***** Given data

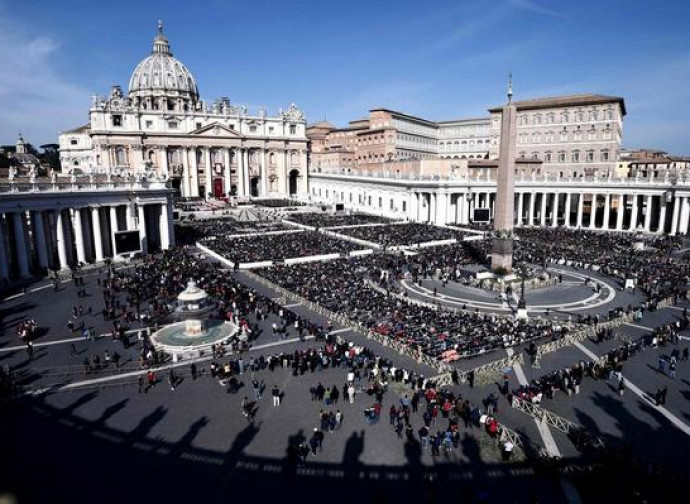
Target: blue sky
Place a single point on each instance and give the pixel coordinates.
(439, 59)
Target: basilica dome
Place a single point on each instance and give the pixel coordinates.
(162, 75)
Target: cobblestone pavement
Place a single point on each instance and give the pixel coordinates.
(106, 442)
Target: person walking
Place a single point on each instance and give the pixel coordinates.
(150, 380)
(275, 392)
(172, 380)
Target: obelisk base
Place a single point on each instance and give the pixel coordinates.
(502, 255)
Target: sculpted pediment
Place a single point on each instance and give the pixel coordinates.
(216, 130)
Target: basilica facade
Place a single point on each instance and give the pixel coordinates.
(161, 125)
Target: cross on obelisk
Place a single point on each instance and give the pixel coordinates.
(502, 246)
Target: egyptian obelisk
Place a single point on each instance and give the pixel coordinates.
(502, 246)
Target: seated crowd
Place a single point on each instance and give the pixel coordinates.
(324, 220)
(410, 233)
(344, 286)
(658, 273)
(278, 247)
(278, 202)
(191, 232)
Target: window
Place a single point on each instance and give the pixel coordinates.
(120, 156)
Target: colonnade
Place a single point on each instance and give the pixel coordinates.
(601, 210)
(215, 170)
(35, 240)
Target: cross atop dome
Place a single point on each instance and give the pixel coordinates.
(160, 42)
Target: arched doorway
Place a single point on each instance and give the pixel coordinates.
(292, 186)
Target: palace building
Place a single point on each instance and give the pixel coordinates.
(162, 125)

**********
***** Given data

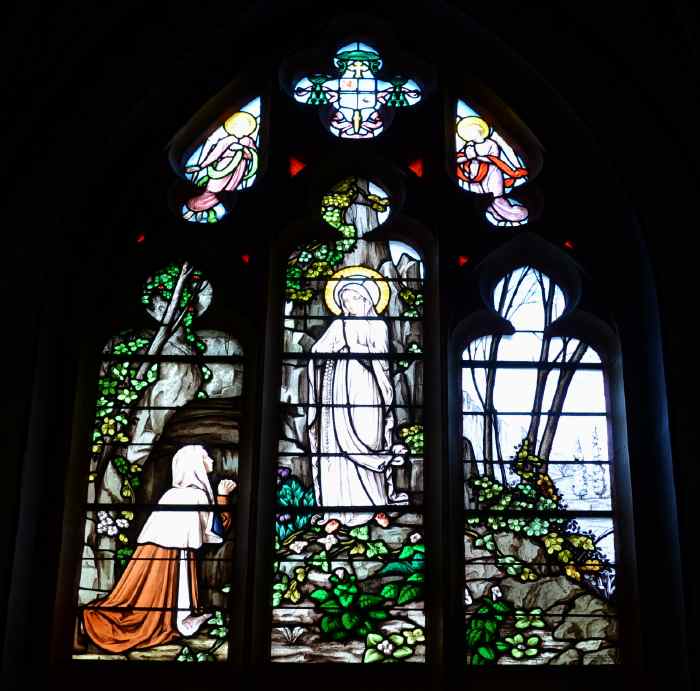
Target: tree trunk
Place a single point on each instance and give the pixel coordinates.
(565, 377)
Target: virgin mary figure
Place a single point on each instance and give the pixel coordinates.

**********
***** Given data

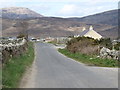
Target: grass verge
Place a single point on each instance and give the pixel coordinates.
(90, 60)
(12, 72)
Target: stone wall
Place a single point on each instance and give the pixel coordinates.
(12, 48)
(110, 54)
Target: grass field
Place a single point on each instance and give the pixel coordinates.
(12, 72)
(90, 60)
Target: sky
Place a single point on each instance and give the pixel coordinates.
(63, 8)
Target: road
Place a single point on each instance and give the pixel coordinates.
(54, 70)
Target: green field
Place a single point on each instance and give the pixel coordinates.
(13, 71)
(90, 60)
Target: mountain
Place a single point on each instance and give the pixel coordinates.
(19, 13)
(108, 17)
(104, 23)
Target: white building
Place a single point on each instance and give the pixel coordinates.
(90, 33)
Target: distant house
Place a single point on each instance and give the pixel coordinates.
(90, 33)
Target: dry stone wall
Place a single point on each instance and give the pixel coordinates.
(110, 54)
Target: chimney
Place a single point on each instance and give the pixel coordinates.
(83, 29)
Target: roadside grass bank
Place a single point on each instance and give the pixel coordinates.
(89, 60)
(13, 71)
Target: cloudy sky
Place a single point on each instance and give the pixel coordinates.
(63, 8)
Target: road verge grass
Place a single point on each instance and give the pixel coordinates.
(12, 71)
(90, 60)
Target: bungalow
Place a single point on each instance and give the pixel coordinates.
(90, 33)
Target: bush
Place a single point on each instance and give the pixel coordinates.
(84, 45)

**********

● **Written problem**: Return each line from the records above that contains the string "verge".

● **Result for this task**:
Target: grass verge
Target: road verge grass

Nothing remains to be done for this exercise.